EXCERPTED DATA: Begin

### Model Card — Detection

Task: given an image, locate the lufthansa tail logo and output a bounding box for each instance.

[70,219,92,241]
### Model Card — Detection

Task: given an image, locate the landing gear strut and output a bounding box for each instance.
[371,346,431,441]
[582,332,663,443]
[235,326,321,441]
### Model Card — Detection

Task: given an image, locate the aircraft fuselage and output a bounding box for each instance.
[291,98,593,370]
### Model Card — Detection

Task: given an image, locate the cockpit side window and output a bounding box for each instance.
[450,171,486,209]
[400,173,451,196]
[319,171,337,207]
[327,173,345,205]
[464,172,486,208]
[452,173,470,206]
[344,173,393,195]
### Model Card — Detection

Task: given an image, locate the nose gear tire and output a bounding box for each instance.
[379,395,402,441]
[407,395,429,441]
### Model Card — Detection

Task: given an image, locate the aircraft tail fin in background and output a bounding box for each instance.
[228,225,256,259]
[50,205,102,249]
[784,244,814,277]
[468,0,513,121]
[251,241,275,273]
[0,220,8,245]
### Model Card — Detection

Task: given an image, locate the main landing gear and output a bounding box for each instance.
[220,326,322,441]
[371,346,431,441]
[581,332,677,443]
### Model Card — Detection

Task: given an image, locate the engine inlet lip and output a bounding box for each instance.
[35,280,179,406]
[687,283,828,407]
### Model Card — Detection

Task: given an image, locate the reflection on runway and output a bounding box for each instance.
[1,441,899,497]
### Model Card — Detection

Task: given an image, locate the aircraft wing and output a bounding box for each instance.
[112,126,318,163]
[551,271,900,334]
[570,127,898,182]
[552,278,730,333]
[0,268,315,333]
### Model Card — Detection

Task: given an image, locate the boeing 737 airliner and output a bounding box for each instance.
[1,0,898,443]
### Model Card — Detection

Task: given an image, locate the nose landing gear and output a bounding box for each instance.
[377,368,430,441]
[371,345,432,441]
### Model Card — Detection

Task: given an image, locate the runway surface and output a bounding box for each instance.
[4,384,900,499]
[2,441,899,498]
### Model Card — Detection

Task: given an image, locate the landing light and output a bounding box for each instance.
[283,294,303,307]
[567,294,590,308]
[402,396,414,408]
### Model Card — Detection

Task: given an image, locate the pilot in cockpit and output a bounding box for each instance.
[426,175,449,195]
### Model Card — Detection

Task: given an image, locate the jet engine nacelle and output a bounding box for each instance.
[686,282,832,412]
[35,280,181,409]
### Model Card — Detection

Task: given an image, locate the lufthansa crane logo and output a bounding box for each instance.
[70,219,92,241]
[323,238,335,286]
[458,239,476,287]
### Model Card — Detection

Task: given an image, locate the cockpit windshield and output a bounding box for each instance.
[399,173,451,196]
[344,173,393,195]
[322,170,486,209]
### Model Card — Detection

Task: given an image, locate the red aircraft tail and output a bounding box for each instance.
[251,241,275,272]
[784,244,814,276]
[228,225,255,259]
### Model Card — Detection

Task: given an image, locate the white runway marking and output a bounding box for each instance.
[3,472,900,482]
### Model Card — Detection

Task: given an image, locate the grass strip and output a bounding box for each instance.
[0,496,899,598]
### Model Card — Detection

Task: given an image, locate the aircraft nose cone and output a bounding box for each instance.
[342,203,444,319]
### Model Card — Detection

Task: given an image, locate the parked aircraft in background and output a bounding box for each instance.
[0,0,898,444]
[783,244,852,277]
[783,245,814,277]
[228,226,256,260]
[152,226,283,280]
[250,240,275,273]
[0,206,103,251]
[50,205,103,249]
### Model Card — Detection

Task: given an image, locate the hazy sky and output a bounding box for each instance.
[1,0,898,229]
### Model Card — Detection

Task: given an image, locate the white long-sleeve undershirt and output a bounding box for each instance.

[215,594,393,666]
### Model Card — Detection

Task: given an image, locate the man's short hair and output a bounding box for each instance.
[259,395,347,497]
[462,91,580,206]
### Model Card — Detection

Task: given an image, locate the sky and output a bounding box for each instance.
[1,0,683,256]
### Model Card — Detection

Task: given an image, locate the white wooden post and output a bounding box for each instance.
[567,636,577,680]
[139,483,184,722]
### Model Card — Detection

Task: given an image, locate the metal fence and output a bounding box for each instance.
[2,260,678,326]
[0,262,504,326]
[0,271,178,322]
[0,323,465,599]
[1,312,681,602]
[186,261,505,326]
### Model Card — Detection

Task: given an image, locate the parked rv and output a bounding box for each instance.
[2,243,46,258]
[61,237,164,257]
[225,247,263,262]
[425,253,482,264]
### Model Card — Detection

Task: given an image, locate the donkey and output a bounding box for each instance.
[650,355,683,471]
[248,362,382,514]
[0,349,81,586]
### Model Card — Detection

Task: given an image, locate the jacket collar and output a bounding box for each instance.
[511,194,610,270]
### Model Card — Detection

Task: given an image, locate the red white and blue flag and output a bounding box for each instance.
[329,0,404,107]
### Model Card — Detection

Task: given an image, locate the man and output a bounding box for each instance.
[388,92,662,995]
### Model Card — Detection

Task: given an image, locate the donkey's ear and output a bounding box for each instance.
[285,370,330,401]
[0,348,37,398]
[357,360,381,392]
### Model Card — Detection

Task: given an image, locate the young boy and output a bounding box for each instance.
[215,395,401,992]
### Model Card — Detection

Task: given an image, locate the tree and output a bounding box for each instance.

EXCERPTED DATA: End

■ **BRIEF**: Once more, write all of the records exactly as given.

■ **FINISHED EXERCISE**:
### Model Card — Detection

Task: given an image, locate the lufthansa tail logo and output a bounding box for each instance.

[70,219,92,241]
### Model Card — Detection

Task: given an image, locate the landing gear strut and output a bounding box for each instance.
[371,346,431,441]
[582,332,663,443]
[235,326,321,441]
### Model Card — Detection

Task: given an image, locate the aircraft fuselage and output a bounding box for each instance.
[291,98,593,370]
### Model Card — Detection

Task: given an image, locate the cockpit side window and output a bounding box for each instance.
[450,171,486,209]
[400,173,451,196]
[319,171,337,207]
[327,173,345,205]
[464,172,486,208]
[452,173,470,206]
[344,173,393,195]
### Model Card — Detection

Task: given an image, locate the nose gear tire and output a bounding box for each instance.
[379,395,402,441]
[407,395,429,441]
### Model Card — Detection

Task: given an image, locate the aircraft tail fin in background and output a bounding box for each instance.
[228,225,256,259]
[50,205,102,249]
[784,244,814,277]
[468,0,513,121]
[251,241,275,273]
[0,220,8,245]
### Model Card — Detection

Task: given an image, locate the main landing gear and output a bounding box for each instance.
[220,326,322,441]
[371,346,431,441]
[581,332,677,443]
### Model Card — Detection

Task: given an image, locate the engine inlet lip and output a bounding box for each instance.
[35,280,179,406]
[687,283,828,407]
### Model Card — Detection

Task: given an image, locate the reflection on runway and output a bounding box for each instance.
[1,441,899,497]
### Model Card — Detection

Task: given an image, locate the aircraft wing and output a bounding box for each instance.
[112,126,318,163]
[551,271,900,334]
[570,127,898,182]
[552,278,730,333]
[0,268,315,333]
### Model Card — Detection

Task: given an image, locate the boeing 737 airliner and output a bounding box for each instance.
[1,0,898,443]
### Model Card — Detection

Task: given an image, locate the nose landing gear and output a bounding box for each instance.
[377,368,430,441]
[371,345,432,441]
### Model Card — Detection

Task: given an image, locate the runway surface and output a bounding box for each instance.
[4,384,900,499]
[2,441,899,498]
### Model Card — Detection

Task: given an image, locate the landing light and output a bounding box for each instance.
[283,294,303,307]
[567,294,590,308]
[402,396,414,408]
### Model Card — Detection

Task: given an image, locate the pilot in cockpit and output a bounding box for each instance.
[426,175,449,195]
### Model Card — Detection

Task: given an image, locate the jet engine nacelle and output a bounding box for each instance.
[686,282,832,412]
[35,280,181,409]
### Model Card — Detection

Task: given an image, locate the lufthansa crane logo and output a bounding box for each instance.
[70,219,92,241]
[323,238,335,286]
[458,239,476,287]
### Model Card — Detection

Task: given an image, locate the cockpit windshield and output a bounding box for each instance.
[399,173,451,196]
[344,173,393,195]
[322,170,486,209]
### Model Card — Detection

Task: given an image, locate the red aircraft tail and output a bounding box for each instance.
[251,241,275,272]
[784,244,814,276]
[228,225,255,259]
### Model Card — Detection

Task: given an image, locate the white runway marking and output a bounding box for each instance.
[3,472,900,482]
### Model Card — Detection

Task: given an image, locate the grass strip and output a bounding box for each instance.
[0,496,899,598]
### Model Card — Detection

Task: given an image, locate the aircraft nose cone and output a bounding box for each instance.
[342,203,444,319]
### Model Card — Detection

Task: given an image, locate the parked aircraft in background and output a bounding box for each instance.
[0,0,898,444]
[783,244,852,277]
[783,245,814,277]
[228,226,256,260]
[152,226,283,280]
[250,240,275,273]
[0,206,103,251]
[50,205,103,249]
### Model Card — Detection

Task: given an image, locate the hazy sky and output a bounding box for each instance.
[1,0,898,229]
### Model Card — Detection

Task: given an image, locate the white long-sleeve undershirt and output a bounding box for each instance.

[215,594,393,666]
### Model Card — Detection

Task: given an image, locate the man's short hair and output a bounding box for each instance.
[259,395,347,497]
[462,91,580,206]
### Model Card — Detection

Task: given an image, locate the sky and output a bounding box for each instance.
[1,0,683,256]
### Model Card — Detection

Task: given an image, locate the white wooden post and output a bounding box for each instance.
[567,636,577,680]
[139,483,184,722]
### Model Card — Detection

Task: given an image, locate the metal fence and output a bounding box for each instance.
[2,260,678,326]
[0,262,504,326]
[0,271,178,322]
[0,323,465,599]
[1,312,681,602]
[186,261,505,326]
### Model Card — Detection

Task: given an image, locate the parked rv and output a bounding box for each instance.
[2,243,46,258]
[61,237,164,257]
[225,247,263,262]
[425,253,482,264]
### Model Card — Detection

Task: given an image, locate the donkey and output a bounding box for each instance.
[650,355,683,471]
[248,362,382,514]
[0,349,81,586]
### Model Card — Detection

Task: given an image, locate the jacket collar and output a bounding box for each instance.
[511,194,610,270]
### Model Card — Detection

Task: given an image, locate the red white and blue flag and output a bounding box for each instance.
[329,0,404,107]
### Model Card — Detection

Task: given an image, locate the man and output a bounding box for each instance.
[388,92,662,995]
### Model Card — Detection

Task: given an image, locate the donkey's ear and output a bounding box for each instance.
[285,370,330,401]
[0,348,37,398]
[357,360,381,392]
### Model Card — Detection

Task: given an image, locate the young boy and output a bounding box for each instance.
[215,395,401,992]
### Model Card — Detection

Task: given an image, locate the tree and output a bounding box for each instance.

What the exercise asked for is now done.